━━ PASSAGE TO READ

Thus, I am first going to encapsulate the offset parameter in the host. F3 will ask for the power table it should use for an instance. This means the offset configuration lives in the host, and subtraction of the offset happens on the host side.

It's not perfect, but I think we'd introduce a bunch of unnecessary complexity to try to keep the parameter in F3: reworking the simulation testing setup to account for offsets, adjusting tests that use power table fluctuations, converting instance to int64 everywhere. We can always come back to do this later if we don't like it.

IMO, we should use int64 for instances regardless (I've seen too many issues with MaxUint64 overflowing int64).

That aside, I don't think having the lookback inside go-f3 will actually be all that difficult:

  1. We can still initialize instances with the desired power table (no lookback).

━━━━
━━ RECORDS SUPPLIED

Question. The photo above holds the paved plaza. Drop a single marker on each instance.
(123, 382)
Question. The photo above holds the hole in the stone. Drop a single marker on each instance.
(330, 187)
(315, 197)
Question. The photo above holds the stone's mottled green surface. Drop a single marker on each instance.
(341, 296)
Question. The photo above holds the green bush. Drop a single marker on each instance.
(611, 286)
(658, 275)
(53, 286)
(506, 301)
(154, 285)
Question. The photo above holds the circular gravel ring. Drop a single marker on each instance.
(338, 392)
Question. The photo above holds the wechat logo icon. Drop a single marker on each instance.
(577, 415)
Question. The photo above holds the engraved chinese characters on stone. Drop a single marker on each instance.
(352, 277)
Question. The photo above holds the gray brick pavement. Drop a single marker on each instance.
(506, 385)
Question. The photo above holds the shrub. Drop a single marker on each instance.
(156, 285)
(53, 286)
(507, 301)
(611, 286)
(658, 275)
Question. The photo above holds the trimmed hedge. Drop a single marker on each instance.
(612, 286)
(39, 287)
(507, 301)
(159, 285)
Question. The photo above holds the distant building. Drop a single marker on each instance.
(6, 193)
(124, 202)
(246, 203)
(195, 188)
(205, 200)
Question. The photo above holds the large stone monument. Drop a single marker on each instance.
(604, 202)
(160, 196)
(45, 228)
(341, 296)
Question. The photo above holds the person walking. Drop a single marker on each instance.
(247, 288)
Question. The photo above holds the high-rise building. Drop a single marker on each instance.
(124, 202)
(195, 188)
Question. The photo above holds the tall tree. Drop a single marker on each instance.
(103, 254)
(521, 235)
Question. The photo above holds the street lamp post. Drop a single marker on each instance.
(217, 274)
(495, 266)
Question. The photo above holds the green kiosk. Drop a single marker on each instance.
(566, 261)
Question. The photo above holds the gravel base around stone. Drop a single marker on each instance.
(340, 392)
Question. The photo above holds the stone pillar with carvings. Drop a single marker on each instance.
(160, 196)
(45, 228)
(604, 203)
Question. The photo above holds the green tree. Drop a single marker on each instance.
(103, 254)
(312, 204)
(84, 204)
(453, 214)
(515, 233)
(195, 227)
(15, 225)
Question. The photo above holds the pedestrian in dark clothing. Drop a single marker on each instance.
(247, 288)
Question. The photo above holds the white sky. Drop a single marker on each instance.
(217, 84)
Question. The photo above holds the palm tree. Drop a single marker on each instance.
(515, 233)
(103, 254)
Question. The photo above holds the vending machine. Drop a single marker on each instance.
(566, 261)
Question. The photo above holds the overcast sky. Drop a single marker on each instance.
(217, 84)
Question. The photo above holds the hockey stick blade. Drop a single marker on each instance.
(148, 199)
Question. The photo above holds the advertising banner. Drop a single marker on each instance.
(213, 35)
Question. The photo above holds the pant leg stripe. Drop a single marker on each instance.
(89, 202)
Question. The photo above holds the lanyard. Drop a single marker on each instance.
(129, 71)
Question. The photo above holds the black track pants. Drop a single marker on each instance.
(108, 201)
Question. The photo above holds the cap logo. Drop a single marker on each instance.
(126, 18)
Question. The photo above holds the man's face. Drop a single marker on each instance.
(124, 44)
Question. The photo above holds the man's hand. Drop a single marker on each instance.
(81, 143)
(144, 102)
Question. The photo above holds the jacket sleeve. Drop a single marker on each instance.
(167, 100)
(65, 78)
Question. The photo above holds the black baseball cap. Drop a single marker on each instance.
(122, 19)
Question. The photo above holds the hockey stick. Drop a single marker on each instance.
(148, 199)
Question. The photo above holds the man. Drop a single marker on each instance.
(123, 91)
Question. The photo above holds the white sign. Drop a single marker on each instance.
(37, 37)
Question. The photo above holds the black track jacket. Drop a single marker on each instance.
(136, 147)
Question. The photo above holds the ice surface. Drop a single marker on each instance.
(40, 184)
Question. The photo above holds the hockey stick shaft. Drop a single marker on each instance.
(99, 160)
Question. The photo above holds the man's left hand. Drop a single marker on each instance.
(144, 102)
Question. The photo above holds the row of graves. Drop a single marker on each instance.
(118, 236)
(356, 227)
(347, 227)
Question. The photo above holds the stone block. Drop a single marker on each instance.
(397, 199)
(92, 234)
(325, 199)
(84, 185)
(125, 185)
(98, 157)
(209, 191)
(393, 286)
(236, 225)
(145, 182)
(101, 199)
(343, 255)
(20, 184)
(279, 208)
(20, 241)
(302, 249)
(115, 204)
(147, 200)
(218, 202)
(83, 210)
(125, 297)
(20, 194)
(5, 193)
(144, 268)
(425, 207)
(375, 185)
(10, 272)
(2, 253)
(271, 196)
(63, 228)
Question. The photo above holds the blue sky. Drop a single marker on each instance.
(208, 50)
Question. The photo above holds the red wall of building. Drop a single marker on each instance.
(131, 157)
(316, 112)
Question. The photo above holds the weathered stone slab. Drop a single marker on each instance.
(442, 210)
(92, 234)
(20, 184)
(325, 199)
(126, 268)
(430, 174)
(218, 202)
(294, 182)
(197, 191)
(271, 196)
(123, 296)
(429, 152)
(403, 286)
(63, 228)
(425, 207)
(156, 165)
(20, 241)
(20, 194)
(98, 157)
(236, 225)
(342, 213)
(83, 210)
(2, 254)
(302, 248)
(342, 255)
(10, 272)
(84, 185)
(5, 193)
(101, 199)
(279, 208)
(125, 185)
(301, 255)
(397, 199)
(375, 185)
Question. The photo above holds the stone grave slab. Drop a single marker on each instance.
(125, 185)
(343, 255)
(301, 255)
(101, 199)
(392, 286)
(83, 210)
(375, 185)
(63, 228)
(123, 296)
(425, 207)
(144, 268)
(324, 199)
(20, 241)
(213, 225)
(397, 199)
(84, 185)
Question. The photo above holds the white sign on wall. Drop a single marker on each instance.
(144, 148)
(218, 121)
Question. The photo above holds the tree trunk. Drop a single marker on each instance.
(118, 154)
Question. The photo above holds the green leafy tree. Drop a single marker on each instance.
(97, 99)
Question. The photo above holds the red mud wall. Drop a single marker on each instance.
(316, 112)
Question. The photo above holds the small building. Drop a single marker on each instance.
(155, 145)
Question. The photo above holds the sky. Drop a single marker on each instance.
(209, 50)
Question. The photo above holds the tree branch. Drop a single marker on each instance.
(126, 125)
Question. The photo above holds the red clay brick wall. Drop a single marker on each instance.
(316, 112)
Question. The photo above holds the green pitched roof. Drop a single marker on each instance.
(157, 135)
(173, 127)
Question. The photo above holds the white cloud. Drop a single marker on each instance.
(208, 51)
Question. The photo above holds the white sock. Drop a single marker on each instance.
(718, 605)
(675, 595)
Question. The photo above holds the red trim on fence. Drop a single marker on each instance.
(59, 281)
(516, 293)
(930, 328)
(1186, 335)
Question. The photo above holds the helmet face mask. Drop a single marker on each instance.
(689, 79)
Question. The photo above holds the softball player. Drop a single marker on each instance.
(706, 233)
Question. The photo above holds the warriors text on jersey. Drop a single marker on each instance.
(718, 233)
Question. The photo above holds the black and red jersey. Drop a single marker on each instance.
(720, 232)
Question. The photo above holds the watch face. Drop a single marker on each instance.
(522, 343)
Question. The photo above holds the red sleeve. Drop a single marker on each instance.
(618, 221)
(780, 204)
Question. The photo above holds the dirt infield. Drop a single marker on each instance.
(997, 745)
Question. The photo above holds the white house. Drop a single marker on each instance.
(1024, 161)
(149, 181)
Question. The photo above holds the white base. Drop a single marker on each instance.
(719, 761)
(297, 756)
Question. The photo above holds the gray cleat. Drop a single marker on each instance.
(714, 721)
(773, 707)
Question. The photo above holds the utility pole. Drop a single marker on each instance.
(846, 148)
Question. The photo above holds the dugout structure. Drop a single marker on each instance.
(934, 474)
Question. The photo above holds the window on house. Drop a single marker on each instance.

━━━━

■ PROBLEMS AND TASKS
1/ In the discussion of the F3 offset parameter, on which side does the subtraction of the offset take place?
2/ Extend the discussion of the F3 offset parameter, starting from the point where it stops.
The records are not required for the work that comes next.

■ SOLVED PROBLEMS
1/ It takes place on the host side.

2/
  2. A GetPowerTableFromInstance method can simply assert that the passed instance has the correct lookback for the instance being simulated, then return the power table.

Regarding Lotus having to store the power table, we are storing finality certificates, which should contain the power tables that are being finalized.

Well, the finality certificates only store power table diffs. But looking up the power table associated with an instance isn't difficult (instance - lookback_distance -> head ts -> power table).

See https://github.com/filecoin-project/go-f3/pull/273/files#r1610685278 for an example of the power tables I'll need if we implement #257.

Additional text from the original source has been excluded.